## DATA FOR THIS EXERCISE

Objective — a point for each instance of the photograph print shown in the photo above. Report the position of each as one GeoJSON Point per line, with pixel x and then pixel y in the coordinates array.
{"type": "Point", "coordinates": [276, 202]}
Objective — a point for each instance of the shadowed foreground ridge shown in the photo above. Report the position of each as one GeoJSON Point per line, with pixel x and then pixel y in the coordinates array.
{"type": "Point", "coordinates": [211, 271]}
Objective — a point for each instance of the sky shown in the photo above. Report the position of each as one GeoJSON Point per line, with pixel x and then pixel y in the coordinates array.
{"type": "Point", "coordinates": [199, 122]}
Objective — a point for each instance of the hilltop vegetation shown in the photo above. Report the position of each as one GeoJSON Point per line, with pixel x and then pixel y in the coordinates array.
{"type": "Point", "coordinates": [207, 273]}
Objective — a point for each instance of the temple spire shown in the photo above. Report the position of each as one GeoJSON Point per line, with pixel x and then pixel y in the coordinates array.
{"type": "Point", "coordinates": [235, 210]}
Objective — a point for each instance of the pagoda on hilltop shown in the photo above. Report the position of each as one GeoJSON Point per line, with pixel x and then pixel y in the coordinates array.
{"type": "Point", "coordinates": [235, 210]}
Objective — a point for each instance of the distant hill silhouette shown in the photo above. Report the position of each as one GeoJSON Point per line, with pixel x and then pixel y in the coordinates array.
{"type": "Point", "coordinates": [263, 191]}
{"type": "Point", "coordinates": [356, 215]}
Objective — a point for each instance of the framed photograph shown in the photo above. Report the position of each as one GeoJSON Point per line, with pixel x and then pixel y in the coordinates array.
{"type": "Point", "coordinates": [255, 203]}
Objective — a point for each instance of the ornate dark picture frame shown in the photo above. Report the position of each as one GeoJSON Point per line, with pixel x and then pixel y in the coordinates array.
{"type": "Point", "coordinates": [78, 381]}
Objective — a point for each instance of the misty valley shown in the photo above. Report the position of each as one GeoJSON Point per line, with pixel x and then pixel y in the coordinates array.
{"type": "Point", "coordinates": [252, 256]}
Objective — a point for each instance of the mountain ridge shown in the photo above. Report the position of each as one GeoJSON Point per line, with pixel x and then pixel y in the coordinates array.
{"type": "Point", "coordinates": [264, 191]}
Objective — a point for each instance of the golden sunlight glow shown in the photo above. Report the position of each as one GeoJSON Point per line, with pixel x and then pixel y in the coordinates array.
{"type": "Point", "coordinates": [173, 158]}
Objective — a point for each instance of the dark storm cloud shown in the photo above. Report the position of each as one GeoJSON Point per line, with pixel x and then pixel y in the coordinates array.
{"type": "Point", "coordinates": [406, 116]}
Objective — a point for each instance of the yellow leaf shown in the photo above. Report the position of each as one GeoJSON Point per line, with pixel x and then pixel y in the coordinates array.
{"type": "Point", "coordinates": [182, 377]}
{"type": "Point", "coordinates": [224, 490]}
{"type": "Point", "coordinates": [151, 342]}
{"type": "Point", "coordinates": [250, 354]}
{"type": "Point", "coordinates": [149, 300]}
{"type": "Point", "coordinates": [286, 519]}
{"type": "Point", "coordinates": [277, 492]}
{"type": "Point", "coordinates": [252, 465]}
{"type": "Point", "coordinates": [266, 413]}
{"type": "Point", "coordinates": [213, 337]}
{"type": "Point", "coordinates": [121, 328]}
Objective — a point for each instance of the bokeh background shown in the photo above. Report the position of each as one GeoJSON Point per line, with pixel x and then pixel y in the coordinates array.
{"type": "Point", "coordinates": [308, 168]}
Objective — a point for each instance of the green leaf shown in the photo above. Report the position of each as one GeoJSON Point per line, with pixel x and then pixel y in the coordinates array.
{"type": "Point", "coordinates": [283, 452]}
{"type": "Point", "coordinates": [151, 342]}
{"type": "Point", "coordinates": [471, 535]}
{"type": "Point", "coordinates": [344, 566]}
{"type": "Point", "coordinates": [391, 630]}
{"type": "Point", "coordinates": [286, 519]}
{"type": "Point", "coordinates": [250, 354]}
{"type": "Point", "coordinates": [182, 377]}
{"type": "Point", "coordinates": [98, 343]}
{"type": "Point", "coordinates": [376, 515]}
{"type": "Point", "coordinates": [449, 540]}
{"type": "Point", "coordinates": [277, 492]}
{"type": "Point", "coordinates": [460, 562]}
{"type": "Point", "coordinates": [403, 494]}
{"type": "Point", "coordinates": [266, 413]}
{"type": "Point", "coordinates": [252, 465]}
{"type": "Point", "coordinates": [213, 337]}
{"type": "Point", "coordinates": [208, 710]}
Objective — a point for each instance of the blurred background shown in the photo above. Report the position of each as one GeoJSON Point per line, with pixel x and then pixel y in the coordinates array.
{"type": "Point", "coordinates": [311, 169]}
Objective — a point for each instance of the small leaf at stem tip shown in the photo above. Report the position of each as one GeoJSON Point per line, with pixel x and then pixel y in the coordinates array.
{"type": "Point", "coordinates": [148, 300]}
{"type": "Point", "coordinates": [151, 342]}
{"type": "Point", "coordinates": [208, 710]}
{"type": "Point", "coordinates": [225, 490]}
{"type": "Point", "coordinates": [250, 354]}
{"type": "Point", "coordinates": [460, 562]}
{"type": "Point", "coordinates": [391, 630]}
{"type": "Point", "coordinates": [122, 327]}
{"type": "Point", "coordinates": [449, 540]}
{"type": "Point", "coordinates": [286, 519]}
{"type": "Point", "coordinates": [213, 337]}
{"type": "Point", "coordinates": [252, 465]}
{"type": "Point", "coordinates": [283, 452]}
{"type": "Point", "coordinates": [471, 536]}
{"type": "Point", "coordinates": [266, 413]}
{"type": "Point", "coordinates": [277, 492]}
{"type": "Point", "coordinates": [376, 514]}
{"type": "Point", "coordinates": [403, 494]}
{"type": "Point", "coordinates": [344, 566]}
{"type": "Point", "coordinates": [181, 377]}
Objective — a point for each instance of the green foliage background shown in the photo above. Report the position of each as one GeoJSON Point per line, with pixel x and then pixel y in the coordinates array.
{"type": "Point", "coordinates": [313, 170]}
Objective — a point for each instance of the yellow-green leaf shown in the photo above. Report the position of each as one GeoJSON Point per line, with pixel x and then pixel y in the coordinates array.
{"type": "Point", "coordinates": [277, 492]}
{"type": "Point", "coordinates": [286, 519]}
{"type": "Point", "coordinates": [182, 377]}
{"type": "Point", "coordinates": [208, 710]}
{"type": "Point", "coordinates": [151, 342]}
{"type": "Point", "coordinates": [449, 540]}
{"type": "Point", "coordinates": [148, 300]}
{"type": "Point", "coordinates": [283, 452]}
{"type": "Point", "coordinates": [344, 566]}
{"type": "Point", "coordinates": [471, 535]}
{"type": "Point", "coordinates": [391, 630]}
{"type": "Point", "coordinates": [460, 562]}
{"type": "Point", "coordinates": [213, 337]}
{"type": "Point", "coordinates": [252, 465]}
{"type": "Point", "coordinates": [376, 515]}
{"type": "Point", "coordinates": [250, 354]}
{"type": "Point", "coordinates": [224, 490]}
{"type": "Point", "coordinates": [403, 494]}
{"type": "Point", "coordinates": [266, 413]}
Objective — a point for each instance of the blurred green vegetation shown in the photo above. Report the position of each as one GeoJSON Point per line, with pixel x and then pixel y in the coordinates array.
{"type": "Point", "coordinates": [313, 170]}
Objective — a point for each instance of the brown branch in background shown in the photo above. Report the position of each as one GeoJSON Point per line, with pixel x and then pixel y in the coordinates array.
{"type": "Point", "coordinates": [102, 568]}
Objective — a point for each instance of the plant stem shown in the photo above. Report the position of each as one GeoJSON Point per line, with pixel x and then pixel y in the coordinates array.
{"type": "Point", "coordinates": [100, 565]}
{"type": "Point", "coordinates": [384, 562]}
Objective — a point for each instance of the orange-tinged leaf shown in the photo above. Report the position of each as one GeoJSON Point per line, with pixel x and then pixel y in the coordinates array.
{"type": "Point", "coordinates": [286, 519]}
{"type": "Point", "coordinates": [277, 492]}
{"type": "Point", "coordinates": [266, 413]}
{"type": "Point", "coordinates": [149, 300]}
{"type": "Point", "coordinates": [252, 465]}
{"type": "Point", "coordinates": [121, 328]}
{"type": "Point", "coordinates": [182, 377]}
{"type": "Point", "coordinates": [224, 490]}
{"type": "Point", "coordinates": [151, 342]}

## STATED TASK
Print the entries verbatim, beginning with the line containing "Objective — a point for each instance of the orange-tinged" and continuing through the end of the entries, both included.

## RESPONSE TO THIS EXERCISE
Objective — a point for each instance of the orange-tinged leaf shown in the photo above. Report the position of each as one GeoJSON Point per line, with pixel x and then pixel y in the coordinates array.
{"type": "Point", "coordinates": [286, 519]}
{"type": "Point", "coordinates": [277, 492]}
{"type": "Point", "coordinates": [266, 413]}
{"type": "Point", "coordinates": [149, 300]}
{"type": "Point", "coordinates": [252, 465]}
{"type": "Point", "coordinates": [121, 328]}
{"type": "Point", "coordinates": [182, 377]}
{"type": "Point", "coordinates": [224, 490]}
{"type": "Point", "coordinates": [151, 342]}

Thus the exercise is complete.